Visitor Centers in Grand Teton National Park 

Craig Thomas Discovery and Visitor Center

The Craig Thomas Discovery and Visitor Center is the largest visitor center with an interpretive area along with a theater. Stop for information, maps, Junior Ranger booklets along with information about back country exploring. 

Located in Moose, just 12 miles north of Jackson, Wyoming. Open seasonally from April 1 until October 31 from 9 a.m. to 5 p.m. 

Laurance S. Rockefeller Preserve Center

As a major supporter of the National Parks, the Rockefeller family was instrumental in preserving land for the formation and expansion of several national parks across the U.S. The Rockefeller Family donated land to expand Grand Teton National Park and the Laurance S. Rockefeller Preserve Center offers an interpretive area detailing the family’s legacy along with a soundscape room. 

Located west of the Craig Thomas Discovery and Visitor Center, next to Phelps Lake. Open seasonally from June 1 until mid-September.

PROBLEM DETAILS:
Using the text on Grand Teton visitor centers above, answer these:
(a) In what town is the Craig Thomas Discovery and Visitor Center located?
(b) During what dates is that center open each season?
(c) The Laurance S. Rockefeller Preserve Center sits next to what lake?

SUPPLIED INFORMATION:
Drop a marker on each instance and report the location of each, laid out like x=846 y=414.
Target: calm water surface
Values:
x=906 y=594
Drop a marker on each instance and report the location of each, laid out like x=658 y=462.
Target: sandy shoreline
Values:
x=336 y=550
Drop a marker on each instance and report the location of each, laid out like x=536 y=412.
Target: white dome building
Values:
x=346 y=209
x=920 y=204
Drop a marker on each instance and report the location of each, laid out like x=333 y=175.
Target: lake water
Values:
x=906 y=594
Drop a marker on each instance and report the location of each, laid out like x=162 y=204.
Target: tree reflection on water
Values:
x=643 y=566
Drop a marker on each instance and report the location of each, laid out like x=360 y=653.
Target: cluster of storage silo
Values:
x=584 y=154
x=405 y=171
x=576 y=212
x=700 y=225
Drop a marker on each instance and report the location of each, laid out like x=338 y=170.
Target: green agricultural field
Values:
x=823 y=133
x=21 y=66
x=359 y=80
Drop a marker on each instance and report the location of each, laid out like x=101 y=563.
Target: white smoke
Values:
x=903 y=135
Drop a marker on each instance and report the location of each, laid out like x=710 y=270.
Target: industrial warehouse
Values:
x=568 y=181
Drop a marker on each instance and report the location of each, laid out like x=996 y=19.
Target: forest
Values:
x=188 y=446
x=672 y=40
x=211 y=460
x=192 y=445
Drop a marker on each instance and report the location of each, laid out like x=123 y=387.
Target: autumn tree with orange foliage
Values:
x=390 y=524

==

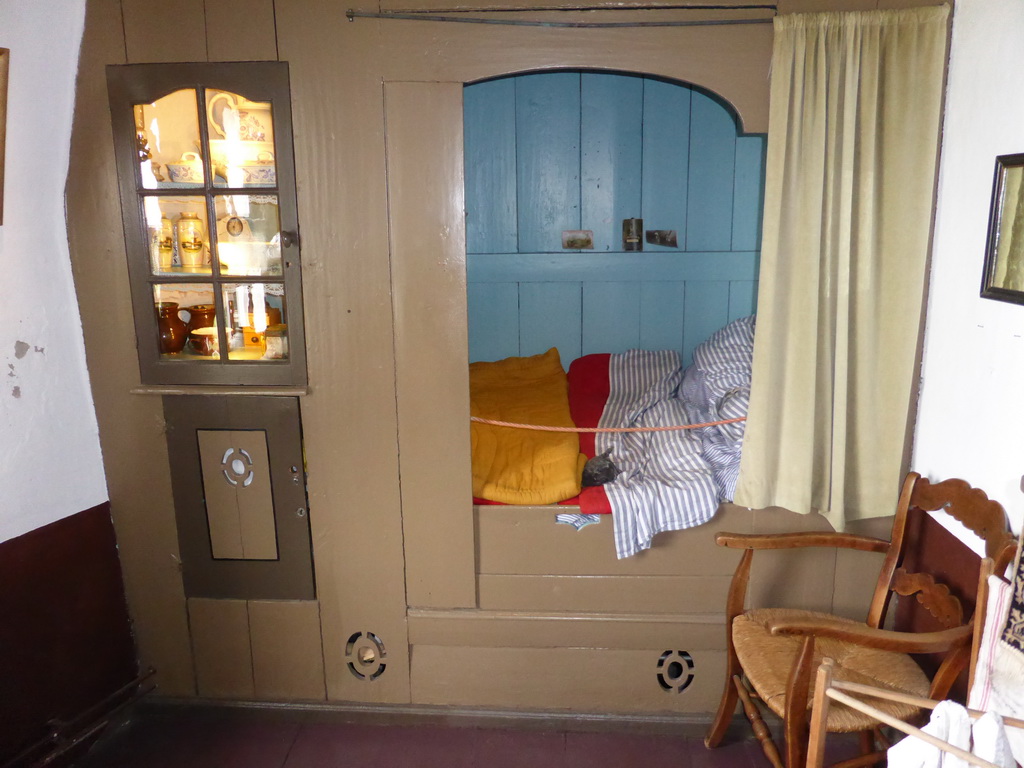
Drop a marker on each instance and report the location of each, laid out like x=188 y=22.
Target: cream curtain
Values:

...

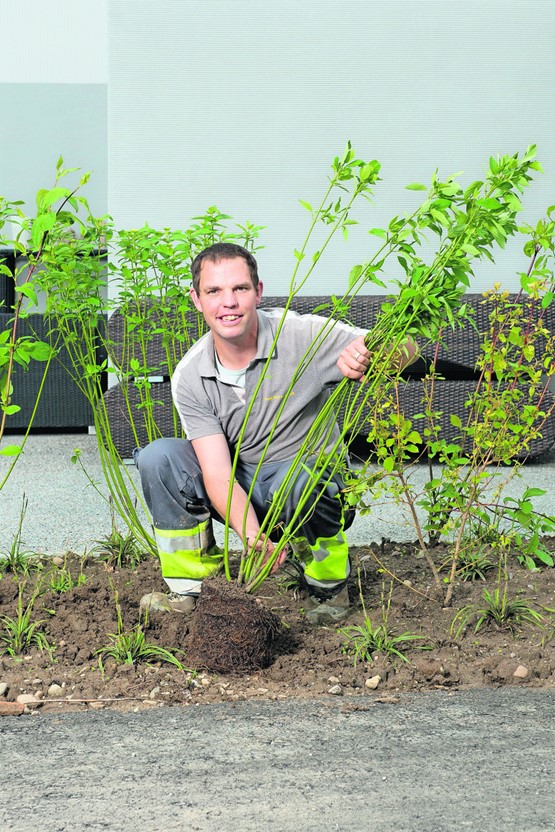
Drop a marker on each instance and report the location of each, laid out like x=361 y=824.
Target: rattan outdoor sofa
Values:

SOLUTION FOR THIS EXERCISE:
(a) Moose
(b) April 1 through October 31
(c) Phelps Lake